* begin Information given *

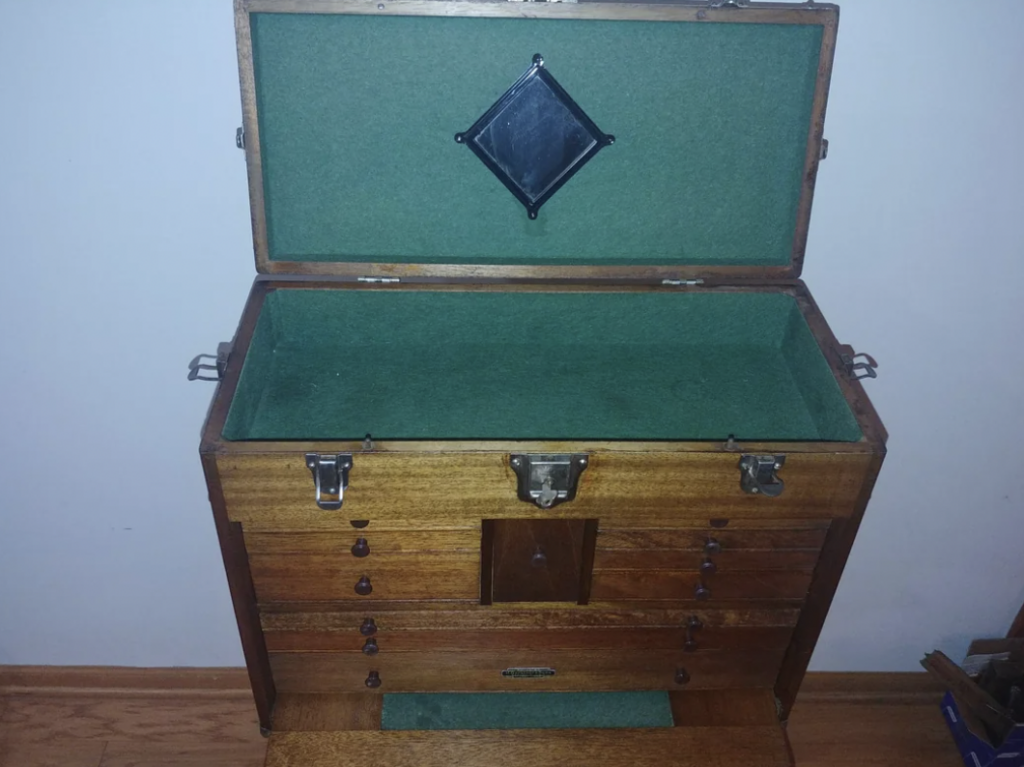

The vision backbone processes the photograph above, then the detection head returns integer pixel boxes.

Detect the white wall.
[0,0,1024,670]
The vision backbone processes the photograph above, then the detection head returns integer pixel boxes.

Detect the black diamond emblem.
[455,53,615,218]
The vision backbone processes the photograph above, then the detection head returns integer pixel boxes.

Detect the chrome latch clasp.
[739,456,785,498]
[306,453,352,511]
[509,454,590,509]
[188,341,231,381]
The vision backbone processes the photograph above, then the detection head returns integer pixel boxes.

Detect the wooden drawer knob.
[352,538,370,557]
[529,546,548,567]
[683,615,703,652]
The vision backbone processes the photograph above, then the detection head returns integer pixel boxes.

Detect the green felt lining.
[251,13,822,267]
[381,691,673,730]
[223,289,861,441]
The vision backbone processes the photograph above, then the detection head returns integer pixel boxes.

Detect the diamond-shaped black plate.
[455,53,615,218]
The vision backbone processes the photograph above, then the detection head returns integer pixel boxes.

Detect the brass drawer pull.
[355,576,374,597]
[352,538,370,558]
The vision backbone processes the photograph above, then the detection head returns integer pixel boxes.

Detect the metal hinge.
[839,347,879,381]
[739,456,785,498]
[188,341,231,381]
[662,280,703,288]
[306,453,352,511]
[509,454,590,509]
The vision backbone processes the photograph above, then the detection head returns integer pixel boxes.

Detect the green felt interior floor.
[381,691,673,730]
[223,289,861,441]
[251,13,822,266]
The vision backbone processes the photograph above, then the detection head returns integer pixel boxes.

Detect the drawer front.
[597,518,828,554]
[260,598,800,637]
[245,524,480,558]
[270,649,783,693]
[249,551,480,603]
[591,569,812,603]
[264,617,793,657]
[594,548,818,572]
[216,452,872,531]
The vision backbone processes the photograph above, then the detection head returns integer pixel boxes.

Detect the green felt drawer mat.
[381,691,673,730]
[251,13,822,266]
[223,289,861,441]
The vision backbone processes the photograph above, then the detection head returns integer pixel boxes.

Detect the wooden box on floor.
[191,0,886,767]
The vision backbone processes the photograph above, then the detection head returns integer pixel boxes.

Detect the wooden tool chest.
[190,0,886,767]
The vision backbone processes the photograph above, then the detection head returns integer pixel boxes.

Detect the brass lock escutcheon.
[509,454,590,509]
[739,456,785,498]
[306,453,354,507]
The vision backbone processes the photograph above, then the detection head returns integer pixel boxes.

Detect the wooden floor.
[0,668,963,767]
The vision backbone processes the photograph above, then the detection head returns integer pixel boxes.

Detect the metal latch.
[739,456,785,498]
[662,278,703,288]
[306,453,352,511]
[509,454,590,509]
[839,347,879,381]
[188,341,231,381]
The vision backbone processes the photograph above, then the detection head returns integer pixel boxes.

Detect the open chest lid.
[236,0,839,280]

* end Information given *

Transcribe the material exactly, and leave out whatever pictures it holds.

**Exercise answer**
The vision backbone processes the photograph above, then the detection head returns integer pixel boxes.

Detect the white wall.
[0,0,1024,670]
The vision backbone processes the photograph above, then the detection head returns integer pixel boxes.

Detect the black diamond emblem.
[455,53,615,218]
The vision backbone processes the photograph above, then the detection head returns integer pixel boxes.

Detect the chrome latch clasp.
[739,456,785,498]
[306,453,352,511]
[509,454,590,509]
[188,341,231,381]
The vision backbone processes the photograph above, then the detection head returns integer pixel boxes.

Detect the wooden drawer knob.
[352,538,370,557]
[529,546,548,567]
[683,615,703,652]
The vision backbone processes the photograph above, then the detection head returns integer pixel boxes.

Detect the green felt lining.
[251,13,822,267]
[381,691,673,730]
[223,289,861,441]
The vision backbone processes the photograph above, then the detection head returns integer pixel boxes.

Detect the diamond-shaped black plate.
[455,53,615,218]
The vision backbone processes the photograph above, then the detection head returns integer pixel boxes.

Detect the brass drawer pull.
[355,576,374,597]
[352,538,370,558]
The vision backbone processes the photograph above, then the detection head returns integer pixel boxes.

Detect the metal hinge.
[839,347,879,381]
[739,456,785,498]
[188,341,231,381]
[662,280,703,288]
[306,453,352,511]
[509,454,590,509]
The vision backbone processes the photograph above, then the detection head returns integer pixel boxes.

Detect the green felt interior floor.
[381,691,673,730]
[223,289,861,441]
[251,13,822,266]
The vision backbone processes the photograph above, then the detection head returns integer pixel boxes.

Detect the drawer front.
[597,518,828,554]
[260,598,800,637]
[245,524,480,558]
[270,649,783,693]
[249,551,480,603]
[591,569,812,603]
[264,617,793,657]
[594,548,818,572]
[216,452,872,531]
The vision backbone processes the photograph above, then the detection head returns integer pixel boxes.

Detect the green felt drawer mat.
[381,691,673,730]
[251,13,822,266]
[223,289,861,441]
The vision backbone processes the photograph above, then the detection head returns integer pixel boxes.

Detect the wooden box on floor.
[191,0,886,767]
The vision backbone processes the photograph above, then the detection head returns integer pixel boxes.

Detect the wooden tool chest.
[190,0,886,767]
The vision backbone processes the photograph above, then the detection head returns integer pixel boxes.

Detect the brass lock escutcheon.
[509,454,590,509]
[739,456,785,498]
[306,453,354,507]
The vision backbone processes the photograph above, then the detection head returns integer pixel boxes.

Detect the wooden floor.
[0,668,963,767]
The vision backbone processes the photograph above, then the detection head returns integer pixel boxes.

Detect the metal latch.
[739,456,785,498]
[662,278,703,288]
[306,453,352,511]
[509,454,590,509]
[839,347,879,381]
[188,341,231,381]
The vision backbone processes the photograph above, then the detection head returns integer pixel boxes.

Detect the open chest lid.
[236,0,839,280]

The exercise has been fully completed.